TASK OBJECTIVE
After finding the line with "Query: fence rail" in the entries below, retype exactly each line from there through the line with "Where can the road", including that final line.

ENTRIES SHOWN
+-------+
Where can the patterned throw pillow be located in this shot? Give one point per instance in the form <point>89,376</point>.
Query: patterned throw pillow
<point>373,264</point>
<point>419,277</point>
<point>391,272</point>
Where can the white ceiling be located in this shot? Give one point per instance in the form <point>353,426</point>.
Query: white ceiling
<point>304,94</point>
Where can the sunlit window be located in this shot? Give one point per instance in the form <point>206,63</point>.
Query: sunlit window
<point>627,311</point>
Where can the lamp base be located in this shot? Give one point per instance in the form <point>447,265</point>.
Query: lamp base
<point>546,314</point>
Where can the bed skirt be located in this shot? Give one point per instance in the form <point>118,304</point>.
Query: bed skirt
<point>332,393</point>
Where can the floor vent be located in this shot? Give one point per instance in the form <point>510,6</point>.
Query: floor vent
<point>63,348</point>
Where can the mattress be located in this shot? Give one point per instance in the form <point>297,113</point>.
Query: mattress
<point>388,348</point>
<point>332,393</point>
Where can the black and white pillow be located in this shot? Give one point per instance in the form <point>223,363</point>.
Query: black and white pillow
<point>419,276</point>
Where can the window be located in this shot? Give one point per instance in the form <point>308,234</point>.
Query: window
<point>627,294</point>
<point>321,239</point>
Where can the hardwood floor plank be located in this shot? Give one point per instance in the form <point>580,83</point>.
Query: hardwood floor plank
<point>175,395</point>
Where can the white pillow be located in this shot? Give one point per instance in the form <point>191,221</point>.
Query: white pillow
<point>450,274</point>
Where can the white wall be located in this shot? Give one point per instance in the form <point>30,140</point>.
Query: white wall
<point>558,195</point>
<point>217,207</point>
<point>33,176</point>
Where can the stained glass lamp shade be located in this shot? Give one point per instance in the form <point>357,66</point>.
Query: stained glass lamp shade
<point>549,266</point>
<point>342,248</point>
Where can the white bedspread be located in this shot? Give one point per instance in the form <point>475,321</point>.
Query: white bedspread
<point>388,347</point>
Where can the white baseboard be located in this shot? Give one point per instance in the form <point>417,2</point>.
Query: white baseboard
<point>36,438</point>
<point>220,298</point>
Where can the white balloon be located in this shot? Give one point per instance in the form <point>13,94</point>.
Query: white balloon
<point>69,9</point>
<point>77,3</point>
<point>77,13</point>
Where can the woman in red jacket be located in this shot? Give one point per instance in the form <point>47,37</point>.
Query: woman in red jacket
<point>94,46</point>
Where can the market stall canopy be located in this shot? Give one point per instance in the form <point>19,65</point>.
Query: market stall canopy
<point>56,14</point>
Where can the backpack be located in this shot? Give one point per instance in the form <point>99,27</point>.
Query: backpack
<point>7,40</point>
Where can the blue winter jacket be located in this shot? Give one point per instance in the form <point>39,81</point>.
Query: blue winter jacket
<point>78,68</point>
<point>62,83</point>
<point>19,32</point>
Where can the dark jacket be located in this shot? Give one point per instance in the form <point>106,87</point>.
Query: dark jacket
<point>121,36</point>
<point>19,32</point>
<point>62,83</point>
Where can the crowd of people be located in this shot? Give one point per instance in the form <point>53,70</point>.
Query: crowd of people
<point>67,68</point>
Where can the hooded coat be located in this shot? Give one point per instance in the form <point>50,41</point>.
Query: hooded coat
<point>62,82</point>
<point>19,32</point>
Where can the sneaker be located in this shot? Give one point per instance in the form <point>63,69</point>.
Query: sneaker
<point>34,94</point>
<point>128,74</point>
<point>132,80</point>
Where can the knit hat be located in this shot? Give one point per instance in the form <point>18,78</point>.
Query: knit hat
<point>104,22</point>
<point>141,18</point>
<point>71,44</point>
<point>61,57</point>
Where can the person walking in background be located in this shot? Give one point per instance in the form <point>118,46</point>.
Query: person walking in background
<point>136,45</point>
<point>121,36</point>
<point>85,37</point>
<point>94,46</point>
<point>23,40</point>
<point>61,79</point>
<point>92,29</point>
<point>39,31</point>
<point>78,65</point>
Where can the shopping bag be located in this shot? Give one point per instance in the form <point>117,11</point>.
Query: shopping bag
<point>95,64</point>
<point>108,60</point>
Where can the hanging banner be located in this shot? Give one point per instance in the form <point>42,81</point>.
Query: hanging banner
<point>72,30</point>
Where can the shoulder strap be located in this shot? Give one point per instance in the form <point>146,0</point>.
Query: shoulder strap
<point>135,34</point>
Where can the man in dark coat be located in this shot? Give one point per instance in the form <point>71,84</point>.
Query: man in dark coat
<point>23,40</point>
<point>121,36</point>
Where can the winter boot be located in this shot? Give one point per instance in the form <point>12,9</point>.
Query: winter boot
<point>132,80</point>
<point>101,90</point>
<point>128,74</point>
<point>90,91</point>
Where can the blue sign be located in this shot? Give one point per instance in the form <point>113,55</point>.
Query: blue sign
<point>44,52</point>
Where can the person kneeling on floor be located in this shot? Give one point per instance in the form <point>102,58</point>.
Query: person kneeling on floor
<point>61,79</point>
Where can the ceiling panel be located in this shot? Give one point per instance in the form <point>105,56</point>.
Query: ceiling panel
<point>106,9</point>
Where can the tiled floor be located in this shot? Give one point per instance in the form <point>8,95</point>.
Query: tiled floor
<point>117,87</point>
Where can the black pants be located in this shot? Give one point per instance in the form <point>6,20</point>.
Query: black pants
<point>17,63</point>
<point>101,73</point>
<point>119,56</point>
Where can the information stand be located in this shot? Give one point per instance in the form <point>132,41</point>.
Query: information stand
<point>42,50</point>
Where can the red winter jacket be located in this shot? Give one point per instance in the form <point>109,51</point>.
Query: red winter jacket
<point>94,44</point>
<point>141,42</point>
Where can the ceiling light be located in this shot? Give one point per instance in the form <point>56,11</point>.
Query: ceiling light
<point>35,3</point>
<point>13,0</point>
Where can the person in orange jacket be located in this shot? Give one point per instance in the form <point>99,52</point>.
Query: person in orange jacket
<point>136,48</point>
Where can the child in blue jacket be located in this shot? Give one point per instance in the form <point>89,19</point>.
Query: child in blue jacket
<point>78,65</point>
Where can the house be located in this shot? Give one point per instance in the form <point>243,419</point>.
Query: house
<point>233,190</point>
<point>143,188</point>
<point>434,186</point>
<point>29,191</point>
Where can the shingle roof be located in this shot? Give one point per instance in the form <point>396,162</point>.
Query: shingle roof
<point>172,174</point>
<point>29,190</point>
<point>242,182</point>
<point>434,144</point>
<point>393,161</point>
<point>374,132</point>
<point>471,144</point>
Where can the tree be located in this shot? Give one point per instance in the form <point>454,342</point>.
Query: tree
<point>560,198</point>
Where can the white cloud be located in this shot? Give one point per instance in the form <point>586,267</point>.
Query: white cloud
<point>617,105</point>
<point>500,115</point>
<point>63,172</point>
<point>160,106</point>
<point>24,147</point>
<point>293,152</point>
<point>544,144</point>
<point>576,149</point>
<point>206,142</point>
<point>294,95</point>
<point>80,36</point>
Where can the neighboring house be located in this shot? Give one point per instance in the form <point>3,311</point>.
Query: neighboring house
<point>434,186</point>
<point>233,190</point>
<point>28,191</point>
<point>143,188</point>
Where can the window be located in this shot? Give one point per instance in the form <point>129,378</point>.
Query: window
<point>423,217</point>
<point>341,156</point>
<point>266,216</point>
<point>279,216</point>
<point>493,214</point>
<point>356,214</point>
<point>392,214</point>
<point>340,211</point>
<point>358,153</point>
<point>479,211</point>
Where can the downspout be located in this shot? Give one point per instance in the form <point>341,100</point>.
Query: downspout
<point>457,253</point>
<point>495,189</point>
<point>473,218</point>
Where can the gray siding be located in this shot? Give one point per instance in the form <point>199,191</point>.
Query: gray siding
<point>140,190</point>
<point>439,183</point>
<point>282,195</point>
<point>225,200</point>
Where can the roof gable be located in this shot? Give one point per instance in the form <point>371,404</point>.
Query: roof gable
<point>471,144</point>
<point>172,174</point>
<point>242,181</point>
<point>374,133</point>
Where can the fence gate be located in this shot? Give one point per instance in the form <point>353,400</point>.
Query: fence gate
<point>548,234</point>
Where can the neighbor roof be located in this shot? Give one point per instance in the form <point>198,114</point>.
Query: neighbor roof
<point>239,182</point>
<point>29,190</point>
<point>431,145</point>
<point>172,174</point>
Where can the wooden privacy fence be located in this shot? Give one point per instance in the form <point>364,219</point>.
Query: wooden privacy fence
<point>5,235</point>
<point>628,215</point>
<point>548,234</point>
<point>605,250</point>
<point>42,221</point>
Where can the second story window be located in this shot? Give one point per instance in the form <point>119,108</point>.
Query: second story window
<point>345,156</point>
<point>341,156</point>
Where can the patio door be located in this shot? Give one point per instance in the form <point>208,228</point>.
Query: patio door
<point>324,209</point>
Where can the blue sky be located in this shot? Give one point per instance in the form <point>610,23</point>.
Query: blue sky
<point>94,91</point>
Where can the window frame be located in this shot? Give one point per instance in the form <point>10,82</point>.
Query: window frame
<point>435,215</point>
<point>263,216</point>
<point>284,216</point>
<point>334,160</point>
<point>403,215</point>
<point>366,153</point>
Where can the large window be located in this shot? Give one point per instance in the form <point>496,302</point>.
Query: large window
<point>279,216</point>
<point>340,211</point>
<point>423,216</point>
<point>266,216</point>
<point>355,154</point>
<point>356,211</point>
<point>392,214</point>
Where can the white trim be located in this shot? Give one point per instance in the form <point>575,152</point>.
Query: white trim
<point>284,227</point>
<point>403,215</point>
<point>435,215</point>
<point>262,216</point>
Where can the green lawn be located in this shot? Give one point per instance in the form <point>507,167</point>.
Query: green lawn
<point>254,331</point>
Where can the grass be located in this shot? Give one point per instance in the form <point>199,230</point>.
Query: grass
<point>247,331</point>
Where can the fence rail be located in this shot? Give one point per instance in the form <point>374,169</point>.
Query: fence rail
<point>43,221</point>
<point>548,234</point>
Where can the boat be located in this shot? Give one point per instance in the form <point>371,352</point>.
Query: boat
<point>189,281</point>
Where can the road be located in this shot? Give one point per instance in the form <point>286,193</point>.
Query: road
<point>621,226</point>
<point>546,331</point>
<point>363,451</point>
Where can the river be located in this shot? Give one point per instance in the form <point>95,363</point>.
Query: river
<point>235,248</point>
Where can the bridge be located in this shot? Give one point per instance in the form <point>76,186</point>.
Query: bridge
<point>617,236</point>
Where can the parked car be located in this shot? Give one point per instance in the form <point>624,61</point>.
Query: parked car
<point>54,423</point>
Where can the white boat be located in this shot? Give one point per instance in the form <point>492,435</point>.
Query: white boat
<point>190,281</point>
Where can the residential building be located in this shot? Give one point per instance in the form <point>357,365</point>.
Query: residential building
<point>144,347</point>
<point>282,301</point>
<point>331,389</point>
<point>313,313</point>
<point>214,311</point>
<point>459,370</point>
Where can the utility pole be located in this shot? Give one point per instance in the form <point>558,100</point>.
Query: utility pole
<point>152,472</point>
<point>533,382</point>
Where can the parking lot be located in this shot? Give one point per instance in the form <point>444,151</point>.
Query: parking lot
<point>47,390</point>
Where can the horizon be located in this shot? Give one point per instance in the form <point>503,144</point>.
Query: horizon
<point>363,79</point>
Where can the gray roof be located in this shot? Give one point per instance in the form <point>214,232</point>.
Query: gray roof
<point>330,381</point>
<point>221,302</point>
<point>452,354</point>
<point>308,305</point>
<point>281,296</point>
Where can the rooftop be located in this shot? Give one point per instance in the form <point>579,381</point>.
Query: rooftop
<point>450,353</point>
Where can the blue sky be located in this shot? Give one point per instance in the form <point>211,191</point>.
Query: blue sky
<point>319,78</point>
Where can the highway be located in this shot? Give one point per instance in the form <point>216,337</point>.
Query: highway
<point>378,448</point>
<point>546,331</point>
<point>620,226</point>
+-------+
FINAL ANSWER
Query: fence rail
<point>43,221</point>
<point>548,234</point>
Where can the boat be located in this shot? Give one point per instance in the form <point>371,352</point>.
Query: boat
<point>189,281</point>
Where can the road be located in this shot? Give one point per instance in the form <point>286,193</point>.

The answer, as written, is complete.